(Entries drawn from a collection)
--- Begin ---
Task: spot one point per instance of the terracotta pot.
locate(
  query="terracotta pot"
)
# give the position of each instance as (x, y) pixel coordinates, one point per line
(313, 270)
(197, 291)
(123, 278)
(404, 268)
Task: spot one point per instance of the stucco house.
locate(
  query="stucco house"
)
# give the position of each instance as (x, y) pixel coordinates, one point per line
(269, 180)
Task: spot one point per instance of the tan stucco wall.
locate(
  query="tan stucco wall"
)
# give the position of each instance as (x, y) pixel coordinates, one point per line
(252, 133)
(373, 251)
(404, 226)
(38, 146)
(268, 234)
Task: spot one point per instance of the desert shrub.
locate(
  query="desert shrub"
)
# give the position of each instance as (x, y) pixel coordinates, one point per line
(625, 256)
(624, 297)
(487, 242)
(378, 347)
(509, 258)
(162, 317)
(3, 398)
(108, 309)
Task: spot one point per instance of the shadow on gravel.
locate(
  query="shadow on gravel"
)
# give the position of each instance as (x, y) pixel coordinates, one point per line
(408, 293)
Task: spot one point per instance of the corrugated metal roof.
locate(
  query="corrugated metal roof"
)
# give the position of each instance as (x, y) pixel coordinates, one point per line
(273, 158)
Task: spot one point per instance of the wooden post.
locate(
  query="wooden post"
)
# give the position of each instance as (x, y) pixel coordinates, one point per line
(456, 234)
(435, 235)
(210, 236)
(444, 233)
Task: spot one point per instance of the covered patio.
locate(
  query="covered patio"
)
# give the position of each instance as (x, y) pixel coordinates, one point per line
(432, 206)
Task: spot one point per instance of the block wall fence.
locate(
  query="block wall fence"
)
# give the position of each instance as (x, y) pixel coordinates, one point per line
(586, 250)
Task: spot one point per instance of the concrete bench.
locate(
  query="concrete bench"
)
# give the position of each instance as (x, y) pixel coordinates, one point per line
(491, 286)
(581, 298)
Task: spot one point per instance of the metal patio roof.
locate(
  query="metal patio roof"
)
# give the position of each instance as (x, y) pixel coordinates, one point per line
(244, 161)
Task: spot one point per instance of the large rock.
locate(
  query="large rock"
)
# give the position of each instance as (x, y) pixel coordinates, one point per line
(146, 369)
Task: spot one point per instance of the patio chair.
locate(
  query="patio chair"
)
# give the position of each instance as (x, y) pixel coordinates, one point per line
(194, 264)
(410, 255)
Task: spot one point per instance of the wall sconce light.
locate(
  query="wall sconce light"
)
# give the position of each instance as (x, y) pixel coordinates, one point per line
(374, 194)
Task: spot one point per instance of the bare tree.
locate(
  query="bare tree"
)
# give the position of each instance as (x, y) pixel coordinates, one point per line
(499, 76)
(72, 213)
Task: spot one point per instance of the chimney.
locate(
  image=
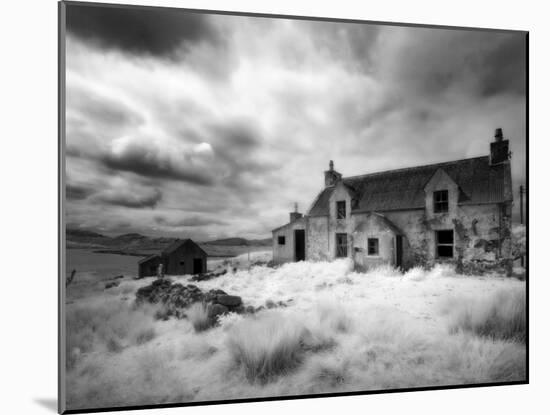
--- End ---
Quote all of the items above word for word, leaving the pictures out of your answer.

### Task result
Task: spot one point per instance of the terracotta pot.
locate(
  query="terracotta pot"
)
# give the position of each instance as (x, y) pixel coordinates, one point per line
(313, 270)
(197, 291)
(123, 278)
(404, 268)
Task: spot one point per instance of the stucco house.
locate(
  query="stucco house"
)
# give the position of each instance as (x, y) pixel coordinates, one point per line
(269, 180)
Task: spot one point per instance of the tan stucco wall.
locate(
  query="tan stucco wall"
)
# give the position of each instance as (x, y) pixel coordinates, one point per line
(252, 133)
(373, 251)
(404, 226)
(38, 146)
(268, 234)
Task: spot one point per instance of the desert shrub.
locate(
  query="desert shrub"
)
# give the position of each instance as (x, y) pixel coordinates, one point per line
(625, 256)
(624, 297)
(487, 242)
(378, 347)
(509, 258)
(162, 317)
(3, 398)
(108, 309)
Task: spot one point per instance of the shadow on gravel.
locate(
  query="shadow on gravel"
)
# give the position of each instance as (x, y) pixel coordinates, one point per line
(408, 293)
Task: spot one point per instance of the corrugated metal roof.
locate(
  query="corrugated metal roof"
)
# give the position of each instance as (x, y) pixel coordinates, one point per line
(273, 158)
Task: spot one point per instance of the wooden post.
locate(
  query="wooden post"
)
# give the position of each instance as (x, y) pixel coordinates, one point per line
(456, 234)
(435, 235)
(210, 236)
(444, 233)
Task: spot one point per instance of the covered patio.
locate(
  query="covered patio"
)
# give the position of each instance as (x, y) pixel coordinates, one point per line
(432, 206)
Task: spot one point per instance of the block wall fence.
locate(
  query="block wall fence"
)
# give the position of each instance as (x, y) pixel coordinates, one point per line
(586, 250)
Task: spot one point per instance of the concrete bench.
locate(
  query="concrete bench"
)
# give the position of each instance as (x, y) pixel coordinates, one point per line
(491, 286)
(581, 298)
Task: spot one point per instance of the metal patio roof.
locate(
  query="metal patio roof"
)
# give the position of each instance as (x, y) pixel coordinates, one point per line
(244, 161)
Task: spot one point per instance of the large rock.
locate(
  query="large rock"
)
# give the position of each instance as (x, y) pixel coordinates, one point per line
(146, 369)
Task: spot one point per instance of the patio chair.
locate(
  query="patio chair"
)
# give the position of each instance as (x, y) pixel coordinates, one point per line
(194, 264)
(410, 255)
Task: spot one point per instance of the wall sconce light.
locate(
  query="wall sconce light"
)
# give the position of each instance as (x, y) pixel coordinates, one point per line
(374, 194)
Task: spot one point per instance of the bare tree.
locate(
  query="bare tree"
)
# give the position of each instance as (x, y) pixel coordinates, one point per line
(499, 76)
(72, 213)
Task: spot one point per instance of the chimney.
locate(
  image=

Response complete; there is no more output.